What you have to do: Reproduce the items below verbatim, from their first line through the line containing "(1213, 894)", including that line. Omit the pictures from your output.

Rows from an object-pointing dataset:
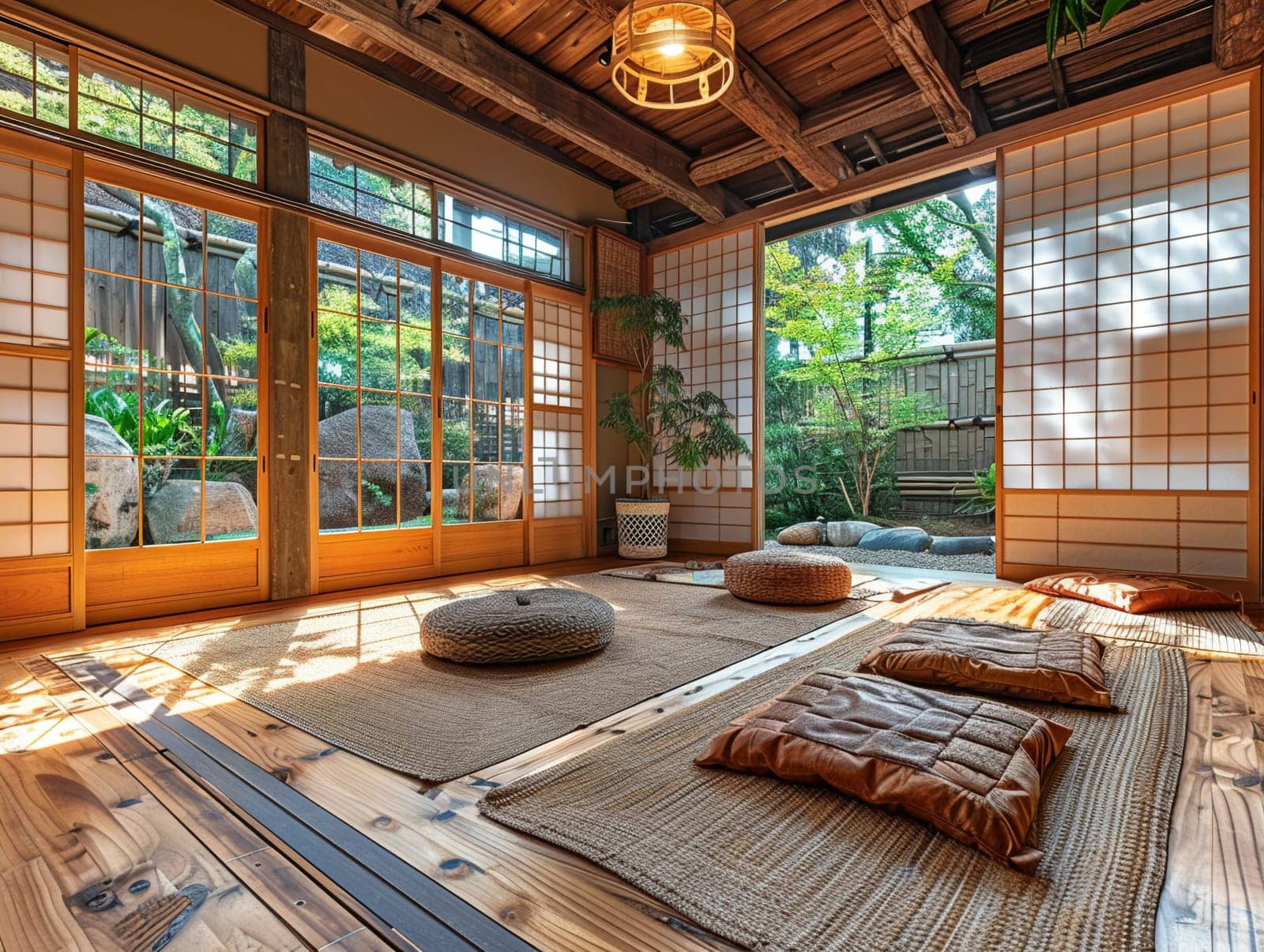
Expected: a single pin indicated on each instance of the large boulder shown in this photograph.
(802, 534)
(175, 512)
(111, 499)
(497, 493)
(850, 532)
(338, 484)
(962, 545)
(907, 539)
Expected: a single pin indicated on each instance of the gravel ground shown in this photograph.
(985, 564)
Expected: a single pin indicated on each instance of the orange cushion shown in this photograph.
(1131, 592)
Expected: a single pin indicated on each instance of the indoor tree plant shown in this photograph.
(660, 419)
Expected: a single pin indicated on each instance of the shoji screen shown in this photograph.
(718, 284)
(38, 525)
(1129, 352)
(558, 405)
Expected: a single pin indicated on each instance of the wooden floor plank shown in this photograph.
(1213, 894)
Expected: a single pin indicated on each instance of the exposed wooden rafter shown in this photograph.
(417, 8)
(758, 100)
(449, 46)
(878, 103)
(922, 44)
(1238, 33)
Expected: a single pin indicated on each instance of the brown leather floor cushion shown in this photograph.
(1057, 665)
(1133, 592)
(972, 768)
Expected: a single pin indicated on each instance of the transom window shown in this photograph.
(495, 234)
(370, 194)
(483, 408)
(35, 79)
(171, 372)
(373, 368)
(157, 118)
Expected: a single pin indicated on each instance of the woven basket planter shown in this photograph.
(777, 577)
(642, 528)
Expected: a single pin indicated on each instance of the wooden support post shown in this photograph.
(288, 325)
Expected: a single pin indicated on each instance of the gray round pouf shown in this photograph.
(524, 625)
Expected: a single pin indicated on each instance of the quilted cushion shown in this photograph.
(1131, 592)
(971, 768)
(1057, 665)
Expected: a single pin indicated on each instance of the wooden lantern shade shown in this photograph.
(673, 55)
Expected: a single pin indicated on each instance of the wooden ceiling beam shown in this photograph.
(449, 46)
(769, 111)
(874, 104)
(1238, 32)
(1036, 56)
(922, 44)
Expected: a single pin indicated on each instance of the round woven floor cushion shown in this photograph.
(530, 625)
(781, 577)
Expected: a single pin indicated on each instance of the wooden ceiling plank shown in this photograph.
(863, 109)
(918, 38)
(1238, 32)
(760, 103)
(1036, 56)
(453, 47)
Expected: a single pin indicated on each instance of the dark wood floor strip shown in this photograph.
(419, 908)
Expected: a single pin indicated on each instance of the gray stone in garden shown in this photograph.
(175, 512)
(802, 534)
(907, 539)
(848, 532)
(111, 502)
(338, 488)
(498, 493)
(962, 545)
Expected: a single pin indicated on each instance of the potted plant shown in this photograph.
(660, 419)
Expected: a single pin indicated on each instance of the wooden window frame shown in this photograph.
(132, 581)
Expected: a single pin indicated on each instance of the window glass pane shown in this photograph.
(457, 366)
(487, 372)
(457, 305)
(415, 427)
(414, 294)
(171, 420)
(122, 107)
(231, 499)
(368, 193)
(387, 368)
(487, 311)
(339, 495)
(174, 501)
(457, 429)
(378, 362)
(167, 374)
(414, 359)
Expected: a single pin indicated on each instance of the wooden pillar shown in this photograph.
(290, 442)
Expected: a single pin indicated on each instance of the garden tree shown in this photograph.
(950, 240)
(861, 401)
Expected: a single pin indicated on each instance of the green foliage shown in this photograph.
(852, 329)
(985, 484)
(657, 416)
(1078, 16)
(950, 242)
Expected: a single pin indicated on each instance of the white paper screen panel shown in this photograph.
(716, 284)
(35, 457)
(556, 419)
(558, 465)
(1127, 303)
(558, 353)
(35, 252)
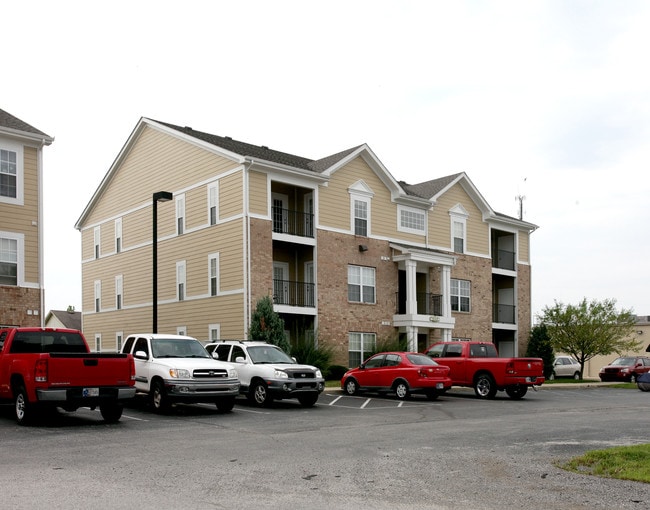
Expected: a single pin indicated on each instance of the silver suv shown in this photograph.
(266, 372)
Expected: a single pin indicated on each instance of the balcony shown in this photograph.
(503, 259)
(286, 292)
(427, 303)
(295, 223)
(504, 314)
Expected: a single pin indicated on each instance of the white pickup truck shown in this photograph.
(175, 368)
(267, 372)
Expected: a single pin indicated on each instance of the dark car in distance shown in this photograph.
(625, 368)
(403, 373)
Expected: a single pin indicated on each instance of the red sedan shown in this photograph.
(401, 372)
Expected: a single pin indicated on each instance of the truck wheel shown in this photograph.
(402, 390)
(24, 410)
(485, 386)
(308, 400)
(516, 391)
(225, 405)
(351, 386)
(259, 394)
(111, 412)
(159, 400)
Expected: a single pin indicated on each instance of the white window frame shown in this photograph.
(118, 235)
(119, 292)
(461, 289)
(180, 214)
(181, 280)
(19, 239)
(214, 332)
(18, 150)
(213, 203)
(213, 274)
(404, 214)
(358, 276)
(97, 239)
(98, 296)
(367, 343)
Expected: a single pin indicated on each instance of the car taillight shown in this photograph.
(40, 371)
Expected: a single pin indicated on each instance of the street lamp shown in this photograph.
(158, 196)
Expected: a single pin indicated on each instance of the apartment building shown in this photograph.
(21, 222)
(347, 252)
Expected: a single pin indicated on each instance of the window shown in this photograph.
(361, 284)
(8, 174)
(118, 291)
(213, 203)
(96, 240)
(118, 235)
(180, 214)
(411, 220)
(460, 294)
(360, 345)
(213, 271)
(180, 280)
(98, 295)
(214, 332)
(360, 217)
(8, 261)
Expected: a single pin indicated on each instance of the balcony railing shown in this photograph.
(290, 293)
(503, 259)
(505, 314)
(286, 221)
(427, 303)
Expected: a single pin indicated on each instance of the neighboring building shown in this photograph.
(641, 334)
(343, 248)
(21, 222)
(63, 319)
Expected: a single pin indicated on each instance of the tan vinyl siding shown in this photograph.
(231, 195)
(156, 162)
(523, 253)
(258, 193)
(440, 222)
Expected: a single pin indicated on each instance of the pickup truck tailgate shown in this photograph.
(84, 369)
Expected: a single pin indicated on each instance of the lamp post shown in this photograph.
(158, 196)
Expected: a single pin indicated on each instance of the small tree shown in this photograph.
(589, 329)
(539, 346)
(267, 325)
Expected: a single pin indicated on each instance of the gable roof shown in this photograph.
(13, 125)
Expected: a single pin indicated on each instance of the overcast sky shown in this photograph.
(544, 99)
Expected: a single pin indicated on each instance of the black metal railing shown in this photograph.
(427, 303)
(286, 292)
(504, 314)
(286, 221)
(503, 259)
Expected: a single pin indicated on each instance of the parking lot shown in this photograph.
(345, 452)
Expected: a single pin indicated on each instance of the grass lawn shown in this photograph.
(622, 462)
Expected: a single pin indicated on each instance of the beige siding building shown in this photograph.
(346, 252)
(21, 222)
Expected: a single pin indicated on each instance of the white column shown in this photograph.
(411, 294)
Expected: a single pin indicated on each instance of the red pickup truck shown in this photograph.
(477, 365)
(46, 367)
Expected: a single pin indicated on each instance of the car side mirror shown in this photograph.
(141, 355)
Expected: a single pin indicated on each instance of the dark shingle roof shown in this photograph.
(428, 189)
(9, 121)
(262, 152)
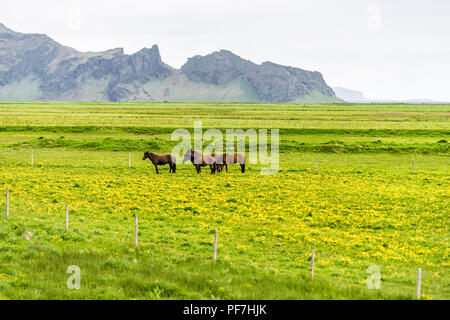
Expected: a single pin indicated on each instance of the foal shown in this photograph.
(225, 159)
(160, 160)
(200, 160)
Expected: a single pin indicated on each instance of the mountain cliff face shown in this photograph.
(272, 82)
(35, 67)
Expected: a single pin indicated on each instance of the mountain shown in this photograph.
(34, 67)
(349, 95)
(353, 96)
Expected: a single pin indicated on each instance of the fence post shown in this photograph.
(419, 278)
(67, 217)
(7, 202)
(215, 246)
(135, 230)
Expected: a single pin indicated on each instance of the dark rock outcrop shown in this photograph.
(63, 73)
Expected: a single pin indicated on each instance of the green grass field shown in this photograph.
(363, 207)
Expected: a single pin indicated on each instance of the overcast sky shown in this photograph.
(393, 49)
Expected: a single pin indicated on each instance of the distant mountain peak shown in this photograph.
(4, 29)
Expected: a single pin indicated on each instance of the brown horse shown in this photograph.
(230, 159)
(200, 160)
(160, 160)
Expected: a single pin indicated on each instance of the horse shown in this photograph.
(199, 160)
(230, 159)
(160, 160)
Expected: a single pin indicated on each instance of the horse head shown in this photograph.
(188, 155)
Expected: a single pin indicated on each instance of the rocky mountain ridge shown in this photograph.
(35, 67)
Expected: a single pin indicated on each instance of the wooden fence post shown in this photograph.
(419, 278)
(67, 217)
(215, 245)
(135, 230)
(7, 202)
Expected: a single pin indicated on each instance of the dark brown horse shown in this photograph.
(230, 159)
(160, 160)
(199, 160)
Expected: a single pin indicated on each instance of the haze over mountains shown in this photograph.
(33, 67)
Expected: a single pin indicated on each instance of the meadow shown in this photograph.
(363, 207)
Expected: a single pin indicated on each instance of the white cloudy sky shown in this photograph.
(396, 49)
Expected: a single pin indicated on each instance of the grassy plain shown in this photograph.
(364, 207)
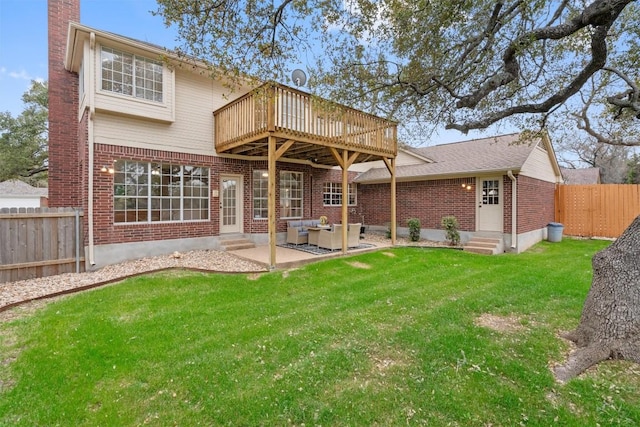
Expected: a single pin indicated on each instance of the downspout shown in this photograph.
(89, 88)
(514, 209)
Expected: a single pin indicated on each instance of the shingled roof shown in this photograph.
(486, 155)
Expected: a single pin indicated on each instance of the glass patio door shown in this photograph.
(230, 204)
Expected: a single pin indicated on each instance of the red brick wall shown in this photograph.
(428, 201)
(536, 204)
(65, 148)
(106, 232)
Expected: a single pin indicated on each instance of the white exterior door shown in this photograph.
(230, 204)
(490, 197)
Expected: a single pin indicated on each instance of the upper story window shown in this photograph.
(131, 75)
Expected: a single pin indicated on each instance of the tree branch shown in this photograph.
(600, 14)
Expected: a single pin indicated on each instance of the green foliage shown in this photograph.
(414, 229)
(24, 139)
(633, 170)
(375, 56)
(451, 227)
(398, 342)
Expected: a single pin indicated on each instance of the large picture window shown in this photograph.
(160, 192)
(260, 194)
(291, 194)
(131, 75)
(332, 194)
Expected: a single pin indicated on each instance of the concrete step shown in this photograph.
(491, 240)
(235, 243)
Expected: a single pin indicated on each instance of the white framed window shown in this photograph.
(131, 75)
(159, 192)
(260, 194)
(332, 194)
(291, 192)
(490, 192)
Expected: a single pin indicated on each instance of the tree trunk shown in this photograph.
(609, 327)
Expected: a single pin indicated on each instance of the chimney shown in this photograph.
(65, 145)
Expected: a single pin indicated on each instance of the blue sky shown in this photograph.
(23, 43)
(23, 38)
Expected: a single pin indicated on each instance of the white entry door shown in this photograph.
(490, 204)
(230, 204)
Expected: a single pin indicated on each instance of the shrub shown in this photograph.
(450, 225)
(414, 229)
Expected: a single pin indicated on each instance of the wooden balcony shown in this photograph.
(310, 125)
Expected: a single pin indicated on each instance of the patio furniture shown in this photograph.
(298, 230)
(314, 232)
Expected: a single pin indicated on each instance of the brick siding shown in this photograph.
(428, 201)
(66, 149)
(536, 204)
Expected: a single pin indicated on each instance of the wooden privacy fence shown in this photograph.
(39, 242)
(600, 210)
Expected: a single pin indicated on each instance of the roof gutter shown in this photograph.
(90, 136)
(514, 209)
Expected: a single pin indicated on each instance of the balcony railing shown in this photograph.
(285, 112)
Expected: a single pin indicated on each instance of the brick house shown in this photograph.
(498, 186)
(162, 158)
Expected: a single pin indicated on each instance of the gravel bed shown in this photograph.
(13, 292)
(208, 260)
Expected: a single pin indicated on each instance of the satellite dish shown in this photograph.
(299, 77)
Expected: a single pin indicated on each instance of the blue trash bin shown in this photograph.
(554, 231)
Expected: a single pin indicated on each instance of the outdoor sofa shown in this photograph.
(298, 230)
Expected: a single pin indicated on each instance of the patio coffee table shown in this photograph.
(314, 232)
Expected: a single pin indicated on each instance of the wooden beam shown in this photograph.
(271, 208)
(283, 148)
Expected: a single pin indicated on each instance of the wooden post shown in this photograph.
(271, 209)
(391, 166)
(345, 200)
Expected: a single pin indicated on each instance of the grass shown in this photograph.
(384, 338)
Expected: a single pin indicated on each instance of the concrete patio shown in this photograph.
(287, 258)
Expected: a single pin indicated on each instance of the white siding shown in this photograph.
(197, 96)
(128, 105)
(19, 201)
(539, 166)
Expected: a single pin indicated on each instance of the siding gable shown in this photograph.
(538, 165)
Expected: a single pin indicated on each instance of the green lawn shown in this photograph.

Solution to the exercise:
Expected: a single pin indicated on each instance of the large boulder shown in this photograph.
(802, 534)
(175, 512)
(111, 499)
(497, 493)
(850, 532)
(338, 484)
(962, 545)
(907, 539)
Expected: a single pin indicated on each instance of the gravel ground shown in this photograph.
(985, 564)
Expected: a single pin indicated on each instance of the orange cushion shown in this photograph.
(1131, 592)
Expected: a single pin indicated on each instance of the indoor tree plant shown in this photograph.
(660, 419)
Expected: a single pin indicated on each instance of the shoji screen shown in this photograph.
(718, 284)
(38, 525)
(1129, 352)
(558, 405)
Expected: a single pin indicated on each instance of the wooden floor plank shown in this photograph.
(1213, 894)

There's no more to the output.